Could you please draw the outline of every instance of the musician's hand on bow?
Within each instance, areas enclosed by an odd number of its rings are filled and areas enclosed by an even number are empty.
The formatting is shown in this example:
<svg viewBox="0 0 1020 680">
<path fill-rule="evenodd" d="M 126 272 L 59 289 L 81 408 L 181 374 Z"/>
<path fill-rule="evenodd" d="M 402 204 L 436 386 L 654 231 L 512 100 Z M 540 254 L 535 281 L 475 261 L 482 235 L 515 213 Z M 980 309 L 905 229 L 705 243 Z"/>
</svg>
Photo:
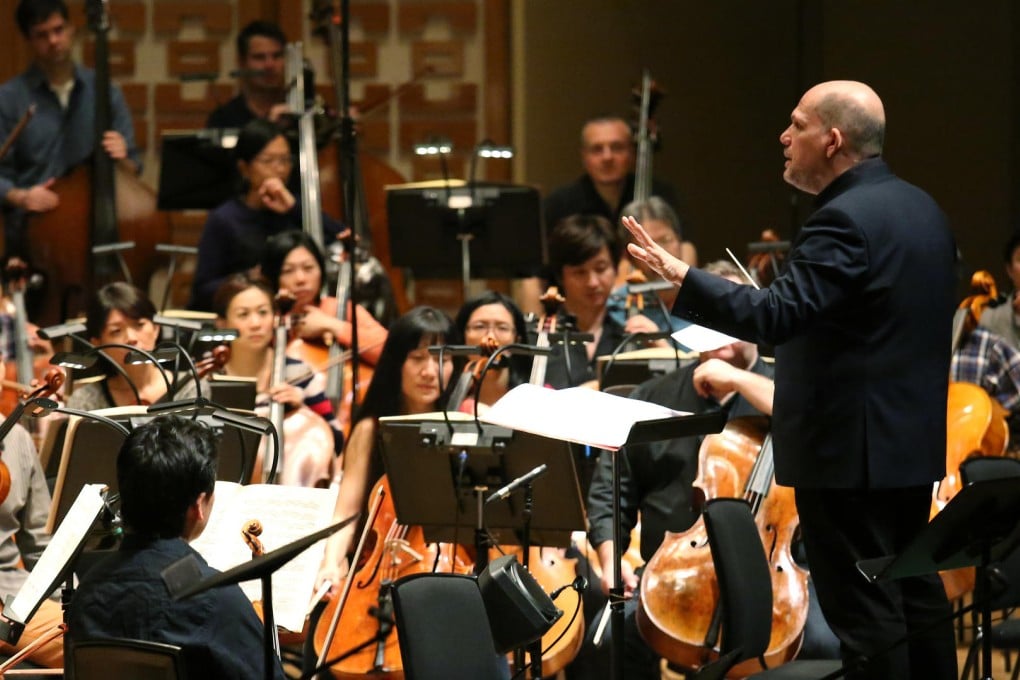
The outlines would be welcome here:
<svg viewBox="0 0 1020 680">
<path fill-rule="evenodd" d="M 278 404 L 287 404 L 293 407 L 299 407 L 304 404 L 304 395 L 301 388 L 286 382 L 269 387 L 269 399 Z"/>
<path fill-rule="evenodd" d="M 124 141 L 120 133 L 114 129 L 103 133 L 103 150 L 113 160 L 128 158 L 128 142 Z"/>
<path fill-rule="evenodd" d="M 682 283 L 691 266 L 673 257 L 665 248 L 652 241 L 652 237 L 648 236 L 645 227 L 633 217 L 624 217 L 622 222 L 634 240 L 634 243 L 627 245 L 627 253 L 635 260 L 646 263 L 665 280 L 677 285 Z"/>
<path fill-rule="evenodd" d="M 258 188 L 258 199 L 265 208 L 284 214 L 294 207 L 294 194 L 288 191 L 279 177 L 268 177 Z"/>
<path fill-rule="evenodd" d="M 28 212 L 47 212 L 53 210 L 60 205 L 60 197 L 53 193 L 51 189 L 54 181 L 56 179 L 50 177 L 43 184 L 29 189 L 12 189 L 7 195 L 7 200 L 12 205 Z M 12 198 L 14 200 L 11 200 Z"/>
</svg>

■ **YOUR TASK**
Extract every line above verbatim, omitting the pictures.

■ **WRITTEN RESPONSE**
Could you please draw the outline of every instance of the musician's hand on bow?
Within each instance, areas enclosed by an odd number of its rings are filled and areas enclosed by an even number are empty.
The formatting is shown in this example:
<svg viewBox="0 0 1020 680">
<path fill-rule="evenodd" d="M 126 272 L 59 289 L 81 408 L 181 374 Z"/>
<path fill-rule="evenodd" d="M 402 204 L 436 386 L 654 231 L 512 100 Z M 540 254 L 535 281 L 475 261 L 482 235 L 515 213 Z M 980 309 L 905 229 L 705 243 Z"/>
</svg>
Photo:
The outlines would be welcome here:
<svg viewBox="0 0 1020 680">
<path fill-rule="evenodd" d="M 278 404 L 287 404 L 293 407 L 299 407 L 304 404 L 304 395 L 301 388 L 286 382 L 269 387 L 269 399 Z"/>
<path fill-rule="evenodd" d="M 124 141 L 120 133 L 114 129 L 103 133 L 103 150 L 113 160 L 128 158 L 128 142 Z"/>
<path fill-rule="evenodd" d="M 682 283 L 691 266 L 673 257 L 665 248 L 652 241 L 652 237 L 648 236 L 645 227 L 633 217 L 624 217 L 622 222 L 634 240 L 634 243 L 627 245 L 627 253 L 635 260 L 646 263 L 665 280 L 677 285 Z"/>
<path fill-rule="evenodd" d="M 258 188 L 258 199 L 265 208 L 284 214 L 294 207 L 294 194 L 288 191 L 279 177 L 268 177 Z"/>
<path fill-rule="evenodd" d="M 28 212 L 47 212 L 53 210 L 60 205 L 60 197 L 53 193 L 51 189 L 54 181 L 56 179 L 50 177 L 43 184 L 29 189 L 12 189 L 7 195 L 7 200 L 12 205 Z M 12 198 L 14 200 L 11 200 Z"/>
</svg>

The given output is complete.